**Challenge:** Render the records below as a JSON list of strings, with one string per line and blank lines omitted.

- - - - -

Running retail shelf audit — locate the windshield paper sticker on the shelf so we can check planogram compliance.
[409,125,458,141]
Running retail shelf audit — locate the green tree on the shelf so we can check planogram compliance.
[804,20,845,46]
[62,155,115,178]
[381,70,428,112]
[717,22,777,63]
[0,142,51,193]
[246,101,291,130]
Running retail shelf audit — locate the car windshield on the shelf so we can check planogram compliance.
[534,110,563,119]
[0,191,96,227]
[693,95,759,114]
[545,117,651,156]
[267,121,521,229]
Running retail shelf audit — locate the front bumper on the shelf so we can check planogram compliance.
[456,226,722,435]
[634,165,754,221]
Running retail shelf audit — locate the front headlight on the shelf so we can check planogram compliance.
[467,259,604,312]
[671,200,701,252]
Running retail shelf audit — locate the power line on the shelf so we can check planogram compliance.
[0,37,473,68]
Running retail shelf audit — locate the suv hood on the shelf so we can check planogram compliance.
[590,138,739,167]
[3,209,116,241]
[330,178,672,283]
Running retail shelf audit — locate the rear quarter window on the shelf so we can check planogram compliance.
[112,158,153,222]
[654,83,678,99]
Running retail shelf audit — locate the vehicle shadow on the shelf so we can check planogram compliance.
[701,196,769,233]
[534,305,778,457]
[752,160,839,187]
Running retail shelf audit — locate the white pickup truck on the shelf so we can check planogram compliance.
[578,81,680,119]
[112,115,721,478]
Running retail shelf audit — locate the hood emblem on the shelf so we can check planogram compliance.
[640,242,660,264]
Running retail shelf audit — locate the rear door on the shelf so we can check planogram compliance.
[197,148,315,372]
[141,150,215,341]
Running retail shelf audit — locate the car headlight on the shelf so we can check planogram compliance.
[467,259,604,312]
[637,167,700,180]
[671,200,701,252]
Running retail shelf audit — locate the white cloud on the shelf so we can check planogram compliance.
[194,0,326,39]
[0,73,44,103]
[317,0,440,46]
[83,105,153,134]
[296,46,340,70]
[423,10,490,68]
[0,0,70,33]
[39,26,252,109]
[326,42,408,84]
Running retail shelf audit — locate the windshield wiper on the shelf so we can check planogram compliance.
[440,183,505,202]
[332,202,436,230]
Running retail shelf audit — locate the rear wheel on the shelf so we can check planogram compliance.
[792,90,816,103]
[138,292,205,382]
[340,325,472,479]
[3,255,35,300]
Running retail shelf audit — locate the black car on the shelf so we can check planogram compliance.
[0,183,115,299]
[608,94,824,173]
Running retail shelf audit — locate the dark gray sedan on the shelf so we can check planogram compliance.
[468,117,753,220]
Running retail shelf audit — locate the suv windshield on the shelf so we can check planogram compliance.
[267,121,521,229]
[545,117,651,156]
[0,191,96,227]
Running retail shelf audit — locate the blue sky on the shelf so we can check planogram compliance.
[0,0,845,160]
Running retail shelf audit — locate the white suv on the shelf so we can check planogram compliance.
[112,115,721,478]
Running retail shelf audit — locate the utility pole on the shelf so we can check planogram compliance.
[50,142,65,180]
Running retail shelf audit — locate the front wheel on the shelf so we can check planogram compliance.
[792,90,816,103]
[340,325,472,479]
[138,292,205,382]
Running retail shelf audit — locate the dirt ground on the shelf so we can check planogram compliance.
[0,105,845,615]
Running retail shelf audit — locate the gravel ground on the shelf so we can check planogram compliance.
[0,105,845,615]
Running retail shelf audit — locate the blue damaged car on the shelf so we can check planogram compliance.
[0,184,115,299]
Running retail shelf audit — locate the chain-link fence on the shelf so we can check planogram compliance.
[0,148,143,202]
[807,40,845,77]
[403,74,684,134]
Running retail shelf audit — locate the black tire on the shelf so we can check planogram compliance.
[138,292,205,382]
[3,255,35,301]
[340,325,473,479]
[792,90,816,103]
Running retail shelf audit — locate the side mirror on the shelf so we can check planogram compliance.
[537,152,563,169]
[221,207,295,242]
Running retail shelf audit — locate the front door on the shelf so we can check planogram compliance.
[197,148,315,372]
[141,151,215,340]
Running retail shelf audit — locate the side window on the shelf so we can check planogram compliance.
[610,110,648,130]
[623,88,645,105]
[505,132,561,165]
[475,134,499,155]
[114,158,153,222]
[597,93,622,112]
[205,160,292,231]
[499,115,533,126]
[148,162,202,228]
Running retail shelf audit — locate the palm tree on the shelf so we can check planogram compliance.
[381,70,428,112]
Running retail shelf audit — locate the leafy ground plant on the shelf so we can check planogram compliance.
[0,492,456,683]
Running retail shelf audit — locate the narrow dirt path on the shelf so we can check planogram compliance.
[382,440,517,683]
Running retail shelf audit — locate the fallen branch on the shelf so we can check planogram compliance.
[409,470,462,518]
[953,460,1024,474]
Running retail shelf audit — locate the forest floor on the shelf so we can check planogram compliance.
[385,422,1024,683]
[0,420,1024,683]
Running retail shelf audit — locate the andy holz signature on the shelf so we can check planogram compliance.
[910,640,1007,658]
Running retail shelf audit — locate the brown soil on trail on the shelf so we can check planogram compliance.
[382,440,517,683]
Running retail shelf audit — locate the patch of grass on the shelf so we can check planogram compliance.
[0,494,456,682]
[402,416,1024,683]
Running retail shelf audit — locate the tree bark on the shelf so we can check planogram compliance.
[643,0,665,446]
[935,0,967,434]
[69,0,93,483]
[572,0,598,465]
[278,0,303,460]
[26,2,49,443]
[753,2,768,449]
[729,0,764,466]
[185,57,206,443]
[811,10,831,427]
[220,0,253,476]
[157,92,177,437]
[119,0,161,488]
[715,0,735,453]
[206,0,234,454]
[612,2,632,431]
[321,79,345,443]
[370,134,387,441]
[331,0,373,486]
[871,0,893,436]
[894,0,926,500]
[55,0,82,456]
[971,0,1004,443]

- - - - -

**Finished answer:**
[
  "Running retail shelf audit — locate the windshield paper sticker on the shelf so we can check planogram compliance.",
  "[409,125,458,141]",
  "Running retail shelf audit — locate the green tree on the shelf so we can check planogram compliance.",
  "[804,20,845,46]",
  "[62,155,115,178]",
  "[381,70,428,112]",
  "[717,22,777,63]",
  "[0,142,51,193]",
  "[246,101,291,130]",
  "Running retail shelf audit — locate the car windshield on the shelf so we can check planogram compliance.",
  "[534,110,563,119]",
  "[0,191,96,227]",
  "[693,95,759,114]",
  "[545,117,651,156]",
  "[267,121,521,229]",
  "Running retail shelf audit — locate the front bumper on the shelf so we can check planogram compliance.",
  "[456,226,722,435]",
  "[634,165,754,221]",
  "Running retail shelf audit — locate the front headlight on the shelf so we can check planogram compliance.",
  "[467,259,604,312]",
  "[671,200,701,252]",
  "Running retail shelf audit — locate the power line on the shelf so we can check planogram compliance.",
  "[0,37,473,68]",
  "Running retail shelf audit — locate the suv hood on the shelf so we can check planogram compliance.",
  "[590,138,739,167]",
  "[3,209,116,241]",
  "[330,178,672,283]",
  "Running retail shelf audit — locate the rear quarter window on the shelf so we can check planogram compliance.",
  "[112,158,153,222]",
  "[654,83,678,99]",
  "Running retail shelf audit — locate the vehicle shadow on the shelf so we can check planogram compliance.",
  "[701,196,769,233]",
  "[534,305,778,457]",
  "[752,160,839,187]",
  "Running retail shelf audit — locate the white pickup truck on the shelf so we can check planogram compliance.",
  "[578,81,680,119]",
  "[112,115,721,478]",
  "Running retail shelf audit — locate the hood emblem on the shelf so we can check planogram compliance.",
  "[640,242,660,264]",
  "Running retail shelf audit — locate the rear door on the shelf so we can check planogram compliance.",
  "[197,148,315,372]",
  "[141,150,215,341]",
  "Running retail shelf audit — locate the car headlight on the shelf so we can check planogram compliance.",
  "[467,259,604,312]",
  "[637,167,700,180]",
  "[671,200,701,252]",
  "Running retail shelf audit — locate the white cloud on the shelf so we can check planogram compliance.",
  "[194,0,326,39]",
  "[0,73,44,103]",
  "[317,0,440,46]",
  "[83,105,153,134]",
  "[296,46,340,70]",
  "[423,10,490,68]",
  "[0,0,70,33]",
  "[39,26,252,109]",
  "[326,42,408,84]",
  "Running retail shelf audit — locate the windshield wiper on the shelf so we can check planogram compliance.",
  "[440,183,505,202]",
  "[332,202,436,230]",
  "Running retail shelf audit — locate the rear wheel on the shelf so we can check planogram compliance.",
  "[792,90,816,103]",
  "[138,292,205,382]",
  "[340,325,472,479]",
  "[3,255,35,300]",
  "Running retail shelf audit — locate the black car on the shelf so we can check planogram compliance.",
  "[0,183,115,299]",
  "[608,94,824,173]",
  "Running retail shelf audit — locate the dark gray sedan on the shelf so we can check planogram compliance.",
  "[468,117,753,220]",
  "Running retail shelf audit — locate the suv windshield on the shelf so we can check planogram compliance.",
  "[267,121,521,229]",
  "[545,117,651,156]",
  "[0,191,96,227]",
  "Running retail shelf audit — locate the blue sky on the shelf so we can check planogram compliance.",
  "[0,0,845,160]",
  "Running retail shelf audit — locate the white suv on the shelf so we can check planogram compliance.",
  "[112,115,721,478]",
  "Running retail shelf audit — locate the utility pole on the shelf so we can check planogram compliance.",
  "[50,142,65,180]",
  "Running retail shelf audit — locate the front wheel on the shelf so we can check planogram compliance.",
  "[792,90,816,103]",
  "[340,325,472,479]",
  "[138,292,205,382]",
  "Running retail shelf audit — locate the dirt ground on the shelf so we can check planogram compliance.",
  "[0,105,845,615]",
  "Running retail shelf audit — locate the gravel ground on the shelf so we can check planogram compliance.",
  "[0,105,845,615]",
  "Running retail shelf audit — locate the blue damaged car on the shelf so we can check planogram compliance.",
  "[0,184,115,299]",
  "Running retail shelf audit — locate the chain-link fence on the shelf so we can check planogram compliance.",
  "[0,148,143,202]",
  "[807,40,845,77]",
  "[403,74,684,134]",
  "Running retail shelf audit — locate the black tire on the shelf so we can check planogram compliance.",
  "[138,292,205,382]",
  "[3,255,35,301]",
  "[340,325,473,479]",
  "[792,90,816,103]",
  "Running retail shelf audit — locate the side mirror on the shelf so we can check planogram compliance.",
  "[537,152,563,169]",
  "[221,207,295,242]",
  "Running retail shelf audit — locate the front door on the shelf so we can check planogram compliance.",
  "[197,148,315,372]",
  "[141,151,215,340]",
  "Running retail shelf audit — locate the side window on the shelf so we can check planogram compliance.",
  "[610,110,648,130]",
  "[623,88,645,105]",
  "[505,132,561,165]",
  "[475,134,499,155]",
  "[114,158,153,222]",
  "[597,93,622,112]",
  "[205,160,292,231]",
  "[499,115,533,126]",
  "[148,162,202,228]",
  "Running retail shelf audit — locate the palm tree on the shelf so we can check planogram compliance.",
  "[381,70,428,112]",
  "Running retail shelf audit — locate the leafy ground plant on the shelf so we can check planogram compliance.",
  "[0,492,456,683]",
  "Running retail shelf audit — locate the narrow dirt path on the shelf so we can check planogram compliance.",
  "[382,440,517,683]",
  "Running retail shelf audit — locate the fallen branch on the shelf so we can check planogram compliance.",
  "[409,470,462,518]",
  "[953,460,1024,474]",
  "Running retail shelf audit — locate the forest floor on the shelf so we can check planogram compliance.",
  "[385,422,1024,683]",
  "[0,420,1024,683]",
  "Running retail shelf audit — locate the andy holz signature on the shelf so we can check planogram compliance.",
  "[910,640,1007,658]",
  "Running retail shelf audit — locate the brown soil on trail on the shelf so we can check planogram compliance.",
  "[382,440,517,683]",
  "Running retail shelf audit — locate the patch of grass on the shelf so we can check planogram compliance.",
  "[0,494,456,682]",
  "[402,416,1024,683]",
  "Running retail shelf audit — locate the tree bark on the shelf so we can check planogram compliance.",
  "[643,0,665,446]",
  "[935,0,967,434]",
  "[69,0,93,483]",
  "[572,0,598,465]",
  "[278,0,303,460]",
  "[26,2,49,443]",
  "[753,2,768,449]",
  "[729,0,764,466]",
  "[185,57,206,443]",
  "[811,10,831,427]",
  "[220,0,253,476]",
  "[157,92,177,437]",
  "[119,0,161,488]",
  "[715,0,735,453]",
  "[206,0,234,454]",
  "[612,2,632,431]",
  "[321,79,345,443]",
  "[370,134,387,441]",
  "[331,0,373,486]",
  "[871,0,893,436]",
  "[894,0,926,500]",
  "[55,0,82,456]",
  "[971,0,1004,443]"
]